— Start of SUPPLIED ENTRIES —

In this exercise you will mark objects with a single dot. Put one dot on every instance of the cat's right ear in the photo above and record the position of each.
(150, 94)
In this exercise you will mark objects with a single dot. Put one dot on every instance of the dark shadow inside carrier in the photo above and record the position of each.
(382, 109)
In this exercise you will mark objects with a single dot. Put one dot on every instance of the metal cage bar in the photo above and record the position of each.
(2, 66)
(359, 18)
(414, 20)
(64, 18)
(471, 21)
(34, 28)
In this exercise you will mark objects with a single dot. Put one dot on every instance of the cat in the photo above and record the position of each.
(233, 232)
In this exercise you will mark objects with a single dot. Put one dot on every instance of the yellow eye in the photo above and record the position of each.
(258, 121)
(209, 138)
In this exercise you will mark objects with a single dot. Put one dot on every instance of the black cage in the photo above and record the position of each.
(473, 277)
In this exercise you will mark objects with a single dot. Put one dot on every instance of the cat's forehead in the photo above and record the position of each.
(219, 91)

— End of SUPPLIED ENTRIES —
— Start of SUPPLIED ENTRIES —

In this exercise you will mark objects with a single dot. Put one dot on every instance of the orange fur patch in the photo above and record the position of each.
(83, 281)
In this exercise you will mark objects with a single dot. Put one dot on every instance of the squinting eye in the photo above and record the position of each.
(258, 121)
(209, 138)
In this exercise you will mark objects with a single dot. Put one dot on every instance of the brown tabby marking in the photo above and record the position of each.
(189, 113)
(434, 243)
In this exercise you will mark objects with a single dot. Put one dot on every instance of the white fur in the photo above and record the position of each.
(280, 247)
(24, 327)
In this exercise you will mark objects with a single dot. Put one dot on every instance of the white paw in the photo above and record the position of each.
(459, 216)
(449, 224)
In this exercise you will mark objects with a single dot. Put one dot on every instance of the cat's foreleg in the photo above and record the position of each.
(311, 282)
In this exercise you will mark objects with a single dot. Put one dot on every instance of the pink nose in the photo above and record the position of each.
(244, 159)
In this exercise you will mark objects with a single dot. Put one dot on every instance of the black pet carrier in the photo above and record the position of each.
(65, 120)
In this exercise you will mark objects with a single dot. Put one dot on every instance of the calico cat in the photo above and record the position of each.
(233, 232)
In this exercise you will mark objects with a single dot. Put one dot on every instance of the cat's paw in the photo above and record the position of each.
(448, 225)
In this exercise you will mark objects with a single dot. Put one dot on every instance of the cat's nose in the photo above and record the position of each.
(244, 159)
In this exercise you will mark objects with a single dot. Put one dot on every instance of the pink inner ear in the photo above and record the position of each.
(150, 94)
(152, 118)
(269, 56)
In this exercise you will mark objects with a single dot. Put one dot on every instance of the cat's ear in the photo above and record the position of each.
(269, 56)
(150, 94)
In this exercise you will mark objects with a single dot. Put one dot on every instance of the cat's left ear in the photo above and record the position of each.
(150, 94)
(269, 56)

— End of SUPPLIED ENTRIES —

§ WHAT THE TASK ASKS
How many lines of the data above contain the word "pink"? Tally them and reply with the number alone.

§ SOLUTION BELOW
2